* Document text:
§

Session Tool Scoping
Control which tools each agent session can see — per-session allowlists for multi-tenant isolation, role-based access, and progressive disclosure.
Overview
The MCP specification defines sessions as stateful connections between a client and a server, identified by a Mcp-Session-Id header. MCP Gateway extends this standard concept with per-session tool scoping — the ability to restrict which tools are visible and callable within a specific session.
Without scoping, every session sees every enabled tool across all connected servers. This is fine for single-agent setups, but breaks down in production:
- A server has 500 knowledge base tools, but Agent A should only see 3
- Different customers need access to different tool subsets
- An agent should progressively gain access to tools as the conversation evolves
Session tool scoping solves this at the gateway layer — no changes to your MCP servers required.
Session scoping filters all tool surfaces: tools/list in LIST mode, SEARCH_TOOLS, EXECUTE_TOOL, and direct tools/call. An agent literally cannot discover or call tools outside its session scope.
How It Works
Create a scoped session
When starting a new agent session, pass allowed_tool_names with the prefixed tool names the agent should see. The gateway creates the session and enforces the scope across all tool operations.
POST /api/v1/sessions
{
"server_id": "your-server-uuid",
"allowed_tool_names": [
"MY_KBS__search_kb_pricing",
"MY_KBS__search_kb_product_docs"
]
}Omit allowed_tool_names (or set to null) for unrestricted access — fully backwards compatible.
Agent uses tools normally
The agent connects via the gateway endpoint and uses tools as usual. It has no awareness that scoping is applied — it simply sees fewer tools in tools/list and SEARCH_TOOLS results.
Update scope at runtime (optional)

§

* Jobs:
[1] List every tool surface that the session tool scoping page says session scoping filters.
[2] Reproduce the session tool scoping page from the words "Agent uses tools" through "at runtime (optional)", switching "gateway endpoint" to "proxy endpoint".
The rows aren't needed for anything here.

§

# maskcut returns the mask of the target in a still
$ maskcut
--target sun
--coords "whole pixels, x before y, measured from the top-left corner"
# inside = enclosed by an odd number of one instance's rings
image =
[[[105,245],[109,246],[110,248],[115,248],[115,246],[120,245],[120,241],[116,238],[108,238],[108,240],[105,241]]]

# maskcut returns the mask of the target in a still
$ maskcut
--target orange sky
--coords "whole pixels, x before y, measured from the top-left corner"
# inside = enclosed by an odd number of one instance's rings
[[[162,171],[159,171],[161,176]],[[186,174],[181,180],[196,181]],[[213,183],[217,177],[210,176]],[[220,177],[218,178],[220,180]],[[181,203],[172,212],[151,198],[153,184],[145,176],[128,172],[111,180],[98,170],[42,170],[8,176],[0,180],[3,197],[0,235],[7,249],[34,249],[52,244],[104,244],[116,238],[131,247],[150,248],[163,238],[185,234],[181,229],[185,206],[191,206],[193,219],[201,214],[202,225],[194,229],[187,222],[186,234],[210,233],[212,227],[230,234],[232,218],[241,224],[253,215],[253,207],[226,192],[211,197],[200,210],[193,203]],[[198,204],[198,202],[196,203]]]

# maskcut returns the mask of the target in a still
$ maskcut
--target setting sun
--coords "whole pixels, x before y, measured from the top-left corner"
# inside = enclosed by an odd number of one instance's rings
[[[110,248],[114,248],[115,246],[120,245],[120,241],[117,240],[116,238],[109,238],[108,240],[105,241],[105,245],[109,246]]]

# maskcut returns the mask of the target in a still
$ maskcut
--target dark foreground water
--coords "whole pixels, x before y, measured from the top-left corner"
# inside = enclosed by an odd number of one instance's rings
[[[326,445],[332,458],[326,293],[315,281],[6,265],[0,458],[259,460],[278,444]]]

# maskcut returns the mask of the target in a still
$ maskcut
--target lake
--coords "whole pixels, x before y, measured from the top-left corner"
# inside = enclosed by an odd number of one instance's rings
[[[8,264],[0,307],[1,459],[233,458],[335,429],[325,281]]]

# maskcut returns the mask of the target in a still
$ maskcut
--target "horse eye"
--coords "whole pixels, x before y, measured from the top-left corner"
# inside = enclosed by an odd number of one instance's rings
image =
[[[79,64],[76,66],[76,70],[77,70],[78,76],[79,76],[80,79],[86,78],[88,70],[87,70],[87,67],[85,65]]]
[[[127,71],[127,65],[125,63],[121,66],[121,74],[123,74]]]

§

* Results of the exercise:
[1]
- tools/list in LIST mode
- SEARCH_TOOLS
- EXECUTE_TOOL
- direct tools/call

[2]
Agent uses tools normally
The agent connects via the proxy endpoint and uses tools as usual. It has no awareness that scoping is applied — it simply sees fewer tools in tools/list and SEARCH_TOOLS results.
Update scope at runtime (optional)